Images for object localization:
[Start of Attachment]

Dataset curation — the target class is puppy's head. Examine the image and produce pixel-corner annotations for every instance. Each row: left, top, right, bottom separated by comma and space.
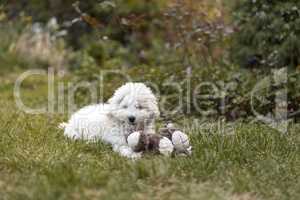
108, 82, 159, 129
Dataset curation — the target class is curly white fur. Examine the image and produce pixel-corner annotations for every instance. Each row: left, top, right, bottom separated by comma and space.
60, 82, 160, 159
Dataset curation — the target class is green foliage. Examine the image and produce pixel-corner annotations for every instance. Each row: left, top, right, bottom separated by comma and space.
0, 22, 42, 72
72, 51, 300, 121
4, 0, 165, 46
4, 0, 229, 66
86, 42, 105, 66
0, 20, 72, 73
232, 0, 300, 68
2, 0, 300, 121
163, 0, 230, 66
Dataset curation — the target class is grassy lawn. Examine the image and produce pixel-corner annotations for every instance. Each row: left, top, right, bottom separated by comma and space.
0, 73, 299, 200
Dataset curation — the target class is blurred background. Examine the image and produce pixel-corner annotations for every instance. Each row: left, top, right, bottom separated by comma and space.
1, 2, 300, 199
0, 0, 299, 121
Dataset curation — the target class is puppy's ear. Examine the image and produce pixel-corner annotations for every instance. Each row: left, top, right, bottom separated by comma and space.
108, 88, 126, 106
147, 100, 160, 119
108, 83, 132, 105
108, 94, 125, 105
144, 92, 160, 119
153, 102, 160, 118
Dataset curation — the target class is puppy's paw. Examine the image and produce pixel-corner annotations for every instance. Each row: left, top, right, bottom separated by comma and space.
127, 131, 141, 150
129, 152, 142, 160
58, 122, 68, 130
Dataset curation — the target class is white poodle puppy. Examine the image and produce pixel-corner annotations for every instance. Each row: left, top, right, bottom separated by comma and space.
60, 82, 160, 159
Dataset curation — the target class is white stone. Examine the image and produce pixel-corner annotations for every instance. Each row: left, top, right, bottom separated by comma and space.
171, 131, 190, 151
158, 137, 174, 156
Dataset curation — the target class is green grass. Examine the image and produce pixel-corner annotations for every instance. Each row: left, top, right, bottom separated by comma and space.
0, 73, 299, 200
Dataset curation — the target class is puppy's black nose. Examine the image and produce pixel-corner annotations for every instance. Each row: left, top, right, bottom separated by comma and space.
128, 116, 136, 123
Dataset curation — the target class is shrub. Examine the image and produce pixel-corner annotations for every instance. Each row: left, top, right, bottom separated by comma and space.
232, 0, 300, 68
74, 55, 299, 121
4, 0, 166, 48
164, 0, 231, 66
0, 21, 39, 71
12, 25, 70, 70
4, 1, 230, 66
0, 13, 72, 72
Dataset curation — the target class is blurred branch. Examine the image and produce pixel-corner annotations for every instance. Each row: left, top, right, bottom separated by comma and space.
72, 1, 104, 29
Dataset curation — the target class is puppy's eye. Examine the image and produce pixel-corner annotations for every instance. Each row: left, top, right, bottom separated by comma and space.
136, 105, 143, 109
122, 105, 128, 109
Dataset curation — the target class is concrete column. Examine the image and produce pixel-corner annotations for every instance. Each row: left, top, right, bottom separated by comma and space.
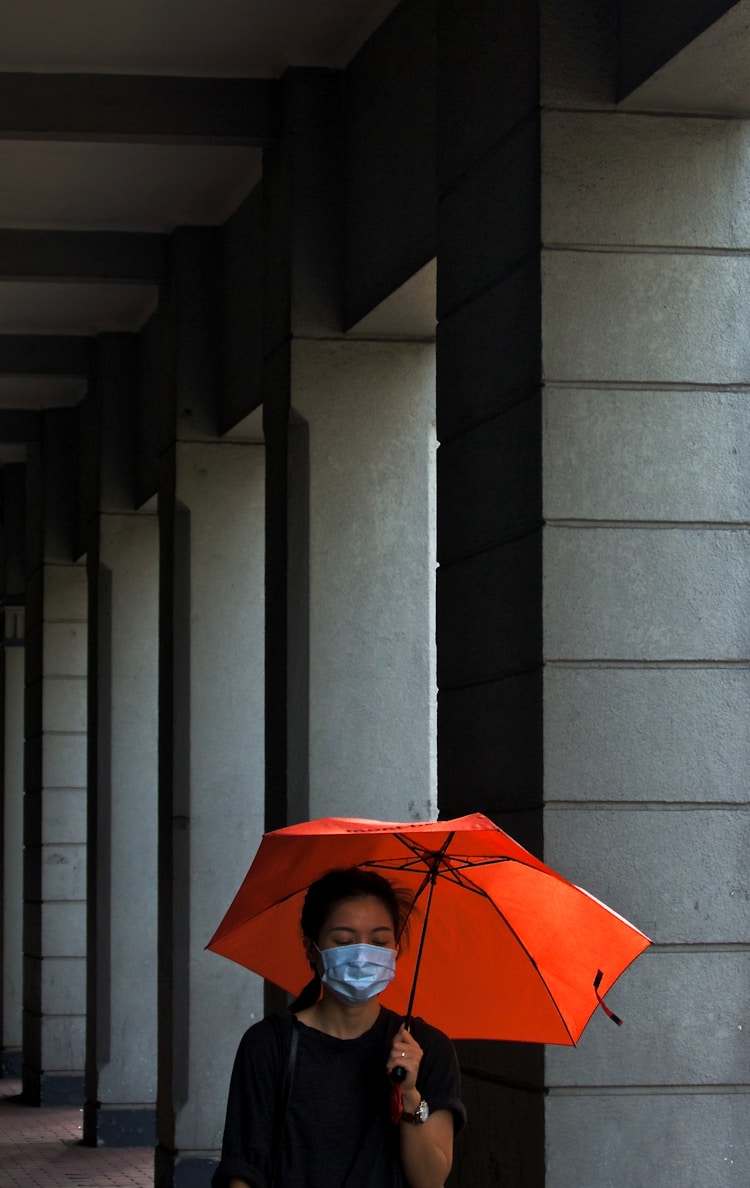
262, 69, 343, 833
155, 228, 266, 1188
86, 512, 159, 1144
2, 609, 24, 1076
23, 411, 88, 1105
265, 69, 438, 829
291, 337, 437, 822
1, 464, 25, 1078
439, 3, 749, 1184
79, 333, 159, 1147
540, 7, 750, 1185
437, 4, 545, 1184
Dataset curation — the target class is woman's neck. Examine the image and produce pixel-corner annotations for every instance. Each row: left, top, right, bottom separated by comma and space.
295, 993, 380, 1039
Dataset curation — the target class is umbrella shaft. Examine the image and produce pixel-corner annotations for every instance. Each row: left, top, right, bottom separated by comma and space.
404, 853, 440, 1025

[End of Attachment]

Problem details:
Retype the records above exactly. Leave the pictures out.

Written response:
Dataset curation — the target class is puppy's head. Examine the image and produce pixel-corner annotations for every instance. Each row: left, top, right, bottom separated by comma and space.
108, 82, 159, 129
Dataset curation — the target class is curly white fur. Examine the image and produce pixel-corner annotations for every instance. Each row: left, top, right, bottom separated by comma and space.
60, 82, 160, 159
Dataset curation — the target class is green foliage. Examine the image and produce pixel-corner annotations for every instance. Each row: left, top, right, bottom separated by comma and space.
0, 22, 42, 72
72, 51, 300, 121
4, 0, 165, 46
4, 0, 229, 66
86, 42, 105, 66
0, 20, 72, 73
232, 0, 300, 68
2, 0, 300, 121
163, 0, 230, 66
Dataset curation — the target class is grassy lawn. Examine the image and produce pixel-corner annotations for every instance. Each row: left, top, right, bottom separated by comma and space.
0, 73, 299, 200
Dataset curation — the target class is blurred background. Examine the image and produce pixel-corner annotations for every instance. Each row: left, top, right, bottom separated by comma and space.
1, 2, 300, 199
0, 0, 299, 121
Dataset curation — the target class is puppy's ear. Examine the image and produce pixel-corner annotations for every instance. Each row: left, top, right, bottom separated by comma and space.
108, 88, 126, 106
147, 100, 160, 119
108, 83, 132, 105
108, 94, 125, 105
144, 92, 160, 119
153, 102, 160, 118
Dataset curation — the target class is puppy's paw. Examine the image and produce pixel-corner annotations for every instance. Each row: left, top, right, bottom separated by comma and space.
127, 131, 141, 150
129, 152, 142, 160
58, 122, 68, 130
Dataset curation — the target class is white poodle puppy. Examine the image and produce pixel-corner annotations for every instance. Each row: left, top, right, bottom separated by comma and space.
60, 82, 160, 159
Dataset curation — the target class is white stone. Examine the image and produce pixel-corner annotations for every instance. Each row: left, top, right, bottom separated by comma and space.
171, 131, 190, 151
158, 137, 174, 156
Dataset curation — the target class is green grass. Examine the image and produce pixel-corner annotations for every instance. Each row: left, top, right, bottom separated by comma and space.
0, 73, 299, 200
Dataset curation — the target class is puppy's black nose. Examine the image and produce pixel-corner annotations for every instance. Each row: left, top, right, bottom separated by comma and space.
128, 116, 136, 123
Dataset curation — the target class is shrub. Examine the image and produce pixel-corner annotations for every instance. Each row: left, top, right, bottom separated by comma and space.
232, 0, 300, 68
74, 55, 299, 121
4, 0, 166, 48
164, 0, 231, 66
0, 21, 39, 71
12, 25, 70, 70
4, 1, 230, 66
0, 13, 72, 72
Dataset curation — the target class is blurred branch. Examine the image and produce pixel-corner annotations for every instance. Each row: left, top, right, bottom separated by comma and space.
72, 1, 104, 29
Dataset curation — the target class is puppy's eye. Examine the image and produce pixel-corner annotations for every instance. Each row: left, top, right, bottom separated by comma and space.
136, 105, 143, 109
122, 105, 128, 109
Dataset curation — the target class is concrete column. Examine the image and produce pixel-corner annotations for every instance. Each row: left, top, right, bottom separated by comma and space.
262, 69, 343, 833
155, 228, 266, 1188
86, 512, 159, 1144
2, 609, 24, 1076
23, 411, 88, 1105
265, 69, 438, 829
291, 337, 437, 822
1, 464, 25, 1078
439, 3, 749, 1184
79, 333, 159, 1147
540, 7, 750, 1185
437, 4, 545, 1184
Dataset curation — the target class is woman's neck. Examine the image and produce pixel-corner annotations for every instance. Each row: left, top, right, bottom separated by comma and space.
295, 993, 380, 1039
Dataset curation — the target class is umbrella shaft. Examine the image and produce pixel-corner annotations for every instance. Each row: left, top, right, bottom separated by comma and space.
404, 853, 440, 1025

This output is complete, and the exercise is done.